Stored items from a collection:
■ ■ ■

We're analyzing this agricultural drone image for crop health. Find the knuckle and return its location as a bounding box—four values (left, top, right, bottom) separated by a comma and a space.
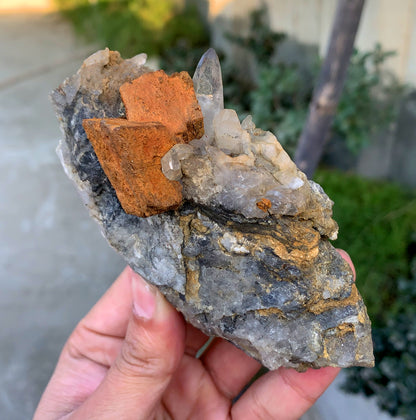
115, 338, 176, 379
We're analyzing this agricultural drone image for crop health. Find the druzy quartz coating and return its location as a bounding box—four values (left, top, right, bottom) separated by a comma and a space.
52, 50, 374, 371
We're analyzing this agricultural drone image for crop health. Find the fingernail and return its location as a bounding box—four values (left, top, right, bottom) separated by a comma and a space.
131, 270, 157, 320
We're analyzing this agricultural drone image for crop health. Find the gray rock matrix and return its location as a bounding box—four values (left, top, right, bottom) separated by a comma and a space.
52, 50, 374, 371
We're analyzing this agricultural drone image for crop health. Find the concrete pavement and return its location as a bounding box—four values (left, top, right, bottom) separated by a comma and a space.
0, 14, 124, 420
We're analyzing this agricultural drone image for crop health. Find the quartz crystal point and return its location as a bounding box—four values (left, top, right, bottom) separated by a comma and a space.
52, 50, 374, 371
192, 48, 224, 140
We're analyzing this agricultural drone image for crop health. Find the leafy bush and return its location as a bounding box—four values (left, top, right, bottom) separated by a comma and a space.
315, 170, 416, 420
225, 8, 405, 155
55, 0, 209, 57
315, 170, 416, 326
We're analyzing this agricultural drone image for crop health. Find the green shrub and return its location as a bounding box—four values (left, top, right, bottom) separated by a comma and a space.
225, 8, 406, 155
315, 170, 416, 326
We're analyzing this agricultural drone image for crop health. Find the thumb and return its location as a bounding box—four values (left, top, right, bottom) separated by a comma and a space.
75, 270, 185, 420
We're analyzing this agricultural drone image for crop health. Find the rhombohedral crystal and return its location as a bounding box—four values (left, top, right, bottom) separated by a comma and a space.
52, 46, 374, 371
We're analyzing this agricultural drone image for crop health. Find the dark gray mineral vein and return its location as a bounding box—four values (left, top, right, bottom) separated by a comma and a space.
52, 50, 374, 370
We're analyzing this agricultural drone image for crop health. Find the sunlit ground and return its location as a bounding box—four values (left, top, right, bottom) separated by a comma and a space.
0, 0, 55, 13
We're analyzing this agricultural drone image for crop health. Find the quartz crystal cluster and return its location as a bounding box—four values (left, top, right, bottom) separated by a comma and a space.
52, 49, 374, 371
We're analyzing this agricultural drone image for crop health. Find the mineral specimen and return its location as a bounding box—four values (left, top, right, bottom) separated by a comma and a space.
52, 50, 374, 370
83, 70, 204, 217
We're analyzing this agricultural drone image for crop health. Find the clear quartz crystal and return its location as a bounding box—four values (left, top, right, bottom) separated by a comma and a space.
193, 48, 224, 142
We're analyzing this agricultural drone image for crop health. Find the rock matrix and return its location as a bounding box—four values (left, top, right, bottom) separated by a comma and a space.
52, 50, 374, 371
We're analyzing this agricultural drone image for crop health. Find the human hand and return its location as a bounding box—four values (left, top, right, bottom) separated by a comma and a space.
34, 250, 355, 420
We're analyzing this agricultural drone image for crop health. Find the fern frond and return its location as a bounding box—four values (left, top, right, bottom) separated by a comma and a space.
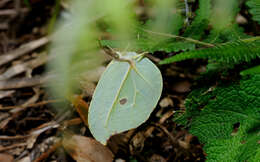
177, 75, 260, 162
160, 41, 260, 64
246, 0, 260, 24
183, 0, 211, 40
240, 65, 260, 76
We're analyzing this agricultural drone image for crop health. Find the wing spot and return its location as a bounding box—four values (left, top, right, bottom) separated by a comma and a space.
119, 98, 127, 105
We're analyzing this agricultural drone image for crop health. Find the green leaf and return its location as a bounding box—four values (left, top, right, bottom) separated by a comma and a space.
177, 75, 260, 162
88, 52, 162, 144
246, 0, 260, 24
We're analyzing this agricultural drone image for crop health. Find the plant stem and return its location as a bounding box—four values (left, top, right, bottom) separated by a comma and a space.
141, 29, 215, 47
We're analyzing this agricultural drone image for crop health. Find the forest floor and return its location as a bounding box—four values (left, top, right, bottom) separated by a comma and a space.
0, 0, 205, 162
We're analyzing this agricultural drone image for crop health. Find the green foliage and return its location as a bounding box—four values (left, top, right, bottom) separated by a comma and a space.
240, 65, 260, 76
246, 0, 260, 24
183, 0, 211, 39
161, 40, 260, 64
88, 52, 162, 144
176, 75, 260, 162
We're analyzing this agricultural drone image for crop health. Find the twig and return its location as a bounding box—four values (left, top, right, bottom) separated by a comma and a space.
0, 52, 48, 80
0, 90, 15, 98
0, 75, 52, 90
34, 139, 62, 162
0, 8, 29, 16
0, 100, 61, 110
0, 143, 27, 152
0, 37, 49, 66
140, 28, 215, 47
154, 123, 179, 146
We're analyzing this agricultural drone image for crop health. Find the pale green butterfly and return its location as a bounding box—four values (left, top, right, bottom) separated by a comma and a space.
88, 52, 163, 144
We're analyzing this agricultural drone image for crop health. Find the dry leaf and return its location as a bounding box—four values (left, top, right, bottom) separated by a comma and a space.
0, 154, 14, 162
62, 135, 114, 162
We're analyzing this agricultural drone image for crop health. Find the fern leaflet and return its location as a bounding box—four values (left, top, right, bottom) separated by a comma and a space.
160, 41, 260, 64
246, 0, 260, 24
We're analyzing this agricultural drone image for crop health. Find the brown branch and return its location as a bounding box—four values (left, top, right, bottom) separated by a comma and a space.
0, 37, 49, 66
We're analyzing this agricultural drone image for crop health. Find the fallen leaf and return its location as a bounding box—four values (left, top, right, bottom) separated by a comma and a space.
0, 154, 14, 162
62, 135, 114, 162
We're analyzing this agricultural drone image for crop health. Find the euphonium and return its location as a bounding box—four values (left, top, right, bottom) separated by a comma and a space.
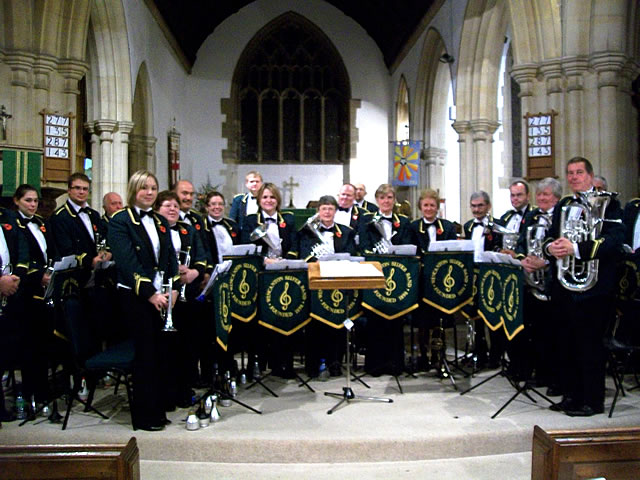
557, 191, 621, 292
372, 215, 395, 254
249, 222, 278, 257
524, 213, 551, 302
304, 213, 333, 258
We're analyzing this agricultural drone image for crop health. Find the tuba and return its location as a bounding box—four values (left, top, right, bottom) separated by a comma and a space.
557, 191, 622, 292
524, 213, 551, 302
371, 215, 396, 254
304, 213, 334, 258
249, 222, 278, 258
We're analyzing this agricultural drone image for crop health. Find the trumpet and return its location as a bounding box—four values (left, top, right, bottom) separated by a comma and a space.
304, 213, 334, 258
0, 263, 13, 315
524, 213, 551, 302
178, 245, 191, 302
158, 272, 176, 332
249, 222, 282, 258
372, 215, 396, 254
557, 191, 622, 292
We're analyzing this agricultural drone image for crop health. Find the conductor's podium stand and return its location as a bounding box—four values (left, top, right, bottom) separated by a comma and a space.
0, 437, 140, 480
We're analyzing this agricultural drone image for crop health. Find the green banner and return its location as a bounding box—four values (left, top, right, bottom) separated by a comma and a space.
224, 255, 264, 322
478, 263, 524, 340
362, 255, 420, 320
1, 150, 42, 197
258, 270, 311, 335
311, 290, 362, 328
211, 272, 233, 352
422, 252, 474, 314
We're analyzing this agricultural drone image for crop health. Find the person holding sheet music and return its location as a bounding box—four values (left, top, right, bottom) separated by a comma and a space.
155, 190, 206, 411
240, 183, 299, 378
411, 189, 458, 370
299, 195, 355, 377
360, 183, 416, 376
109, 170, 181, 431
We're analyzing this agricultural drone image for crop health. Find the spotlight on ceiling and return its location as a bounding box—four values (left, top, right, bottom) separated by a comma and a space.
440, 53, 456, 63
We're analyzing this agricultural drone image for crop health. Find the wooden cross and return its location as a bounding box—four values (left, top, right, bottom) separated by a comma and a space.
0, 105, 13, 140
282, 177, 300, 208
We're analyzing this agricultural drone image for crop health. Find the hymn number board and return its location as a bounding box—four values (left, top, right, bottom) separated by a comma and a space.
42, 112, 73, 181
524, 110, 556, 179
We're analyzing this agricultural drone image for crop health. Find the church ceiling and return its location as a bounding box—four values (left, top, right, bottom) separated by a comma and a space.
153, 0, 439, 67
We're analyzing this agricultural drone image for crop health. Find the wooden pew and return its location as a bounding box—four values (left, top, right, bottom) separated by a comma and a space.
531, 425, 640, 480
0, 437, 140, 480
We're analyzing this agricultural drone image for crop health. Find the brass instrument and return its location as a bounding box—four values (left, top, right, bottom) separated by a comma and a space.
178, 245, 191, 302
372, 215, 396, 254
524, 213, 551, 302
304, 213, 333, 258
158, 272, 177, 332
249, 222, 280, 258
557, 191, 622, 292
0, 263, 13, 315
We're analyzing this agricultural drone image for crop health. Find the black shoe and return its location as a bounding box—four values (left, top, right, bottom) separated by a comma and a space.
564, 405, 604, 417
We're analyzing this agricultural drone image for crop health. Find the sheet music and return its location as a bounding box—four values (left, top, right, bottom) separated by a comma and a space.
318, 260, 384, 278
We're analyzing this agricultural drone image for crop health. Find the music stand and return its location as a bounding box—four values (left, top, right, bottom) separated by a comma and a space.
308, 262, 393, 415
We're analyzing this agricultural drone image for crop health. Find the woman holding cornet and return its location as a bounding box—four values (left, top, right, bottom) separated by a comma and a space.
108, 170, 181, 431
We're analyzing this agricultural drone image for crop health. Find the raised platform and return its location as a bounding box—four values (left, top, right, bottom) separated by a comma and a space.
0, 366, 640, 478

■ ■ ■

Your goal |
Convert the listing, from its first line up to and including the line with "75, 270, 185, 420", into a two-column CSV headed "input" and "output". Each row should pair a text with the box values that follow it, each in one quoted field with line breaks turned into spaces, and the pictures left out.

Full solution |
input,output
"We're analyzing this agricultural drone image for crop health. Find the knuckle and return its location as a bounding box—four values (left, top, right, bottom) separated by a comma and a space.","115, 338, 176, 379"
"We're analyzing this agricultural drone image for crop health. Find the druzy quartz coating and return its location as a bounding box—four values (left, top, right, bottom) separated by a comma and a space.","52, 50, 374, 371"
"We're analyzing this agricultural drone image for crop health. Find the fingernail and return its location as a bounding box—four values (left, top, right, bottom) separated by a comma and a space.","131, 270, 157, 320"
"We're analyzing this agricultural drone image for crop health. Find the gray rock matrix and return its location as a bounding box—four values (left, top, right, bottom) separated by a comma and a space.","52, 50, 374, 371"
"We're analyzing this agricultural drone image for crop health. Find the concrete pavement and return its location as a bounding box—four values (left, top, right, bottom) separated by a comma and a space.","0, 14, 124, 420"
"We're analyzing this agricultural drone image for crop health. Find the quartz crystal point and return its location as a bounding box—four values (left, top, right, bottom) separated by a comma and a space.","52, 50, 374, 371 192, 48, 224, 140"
"We're analyzing this agricultural drone image for crop health. Find the leafy bush and return its location as a bounding box—four values (left, top, right, bottom) separated by a comma and a space.","315, 170, 416, 420 225, 8, 405, 155 55, 0, 209, 57 315, 170, 416, 326"
"We're analyzing this agricultural drone image for crop health. Find the green shrub and return its location as a bounding box—four values (left, top, right, bottom) separated by a comma and a space.","225, 8, 406, 155 315, 170, 416, 326"
"We're analyzing this agricultural drone image for crop health. Find the thumb and return its location as a bounding box—four values (left, top, right, bottom) separated by a comma and a space.","75, 270, 185, 420"